- TASK PROMPT: All of the records should be restated word for word.

- RECORDS SUPPLIED:
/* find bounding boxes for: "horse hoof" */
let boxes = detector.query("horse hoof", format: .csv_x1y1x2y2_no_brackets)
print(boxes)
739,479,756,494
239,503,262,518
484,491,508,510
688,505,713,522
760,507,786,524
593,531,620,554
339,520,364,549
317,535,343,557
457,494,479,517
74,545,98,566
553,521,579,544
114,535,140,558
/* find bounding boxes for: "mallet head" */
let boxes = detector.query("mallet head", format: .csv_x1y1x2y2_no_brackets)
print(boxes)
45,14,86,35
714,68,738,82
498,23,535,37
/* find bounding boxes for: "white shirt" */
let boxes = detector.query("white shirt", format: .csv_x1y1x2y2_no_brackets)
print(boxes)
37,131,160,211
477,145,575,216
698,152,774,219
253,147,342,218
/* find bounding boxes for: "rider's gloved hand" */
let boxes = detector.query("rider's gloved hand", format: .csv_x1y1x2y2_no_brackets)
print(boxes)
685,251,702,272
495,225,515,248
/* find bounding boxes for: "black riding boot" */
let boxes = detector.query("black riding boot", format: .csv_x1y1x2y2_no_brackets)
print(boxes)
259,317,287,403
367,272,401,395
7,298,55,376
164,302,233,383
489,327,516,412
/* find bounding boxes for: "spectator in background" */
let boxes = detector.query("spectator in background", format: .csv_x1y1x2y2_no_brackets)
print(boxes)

- SOLUTION TO THIS TASK:
/* find bounding boxes for: "horse hoof" */
let boxes = detector.query("horse hoof", format: .csv_x1y1x2y2_no_brackets)
print(boxes)
739,479,756,494
239,503,262,518
484,491,508,510
688,505,713,522
760,507,786,524
593,531,620,554
339,520,364,549
317,535,343,557
457,494,479,517
74,545,98,566
553,521,579,544
114,535,140,558
/* find bounding boxes for: "mallet head" */
let boxes = detector.query("mallet head", format: .csv_x1y1x2y2_no_brackets)
print(boxes)
45,14,86,35
714,68,738,82
498,23,535,37
/* find bounding boxes for: "white shirt" */
let boxes = detector.query("white shirt", format: .csv_x1y1x2y2_no_brackets)
print(boxes)
37,131,160,211
477,145,575,216
698,152,774,219
253,147,342,218
/* find bounding boxes for: "rider's gloved hand" */
let boxes = detector.query("rider's gloved hand", format: .csv_x1y1x2y2_no_brackets)
print(boxes)
685,251,702,272
495,225,515,248
/* find bounding boxes for: "black riding boot" */
let boxes = detector.query("black riding boot", format: .csv_x1y1x2y2_no_brackets)
print(boxes)
259,317,287,403
367,272,401,395
7,298,55,376
164,302,233,383
489,327,516,412
/* find bounding boxes for: "spectator in background" */
let boxes = detector.query("spectator in background", format: .csv_x1y1x2y2_no_brackets)
print(boxes)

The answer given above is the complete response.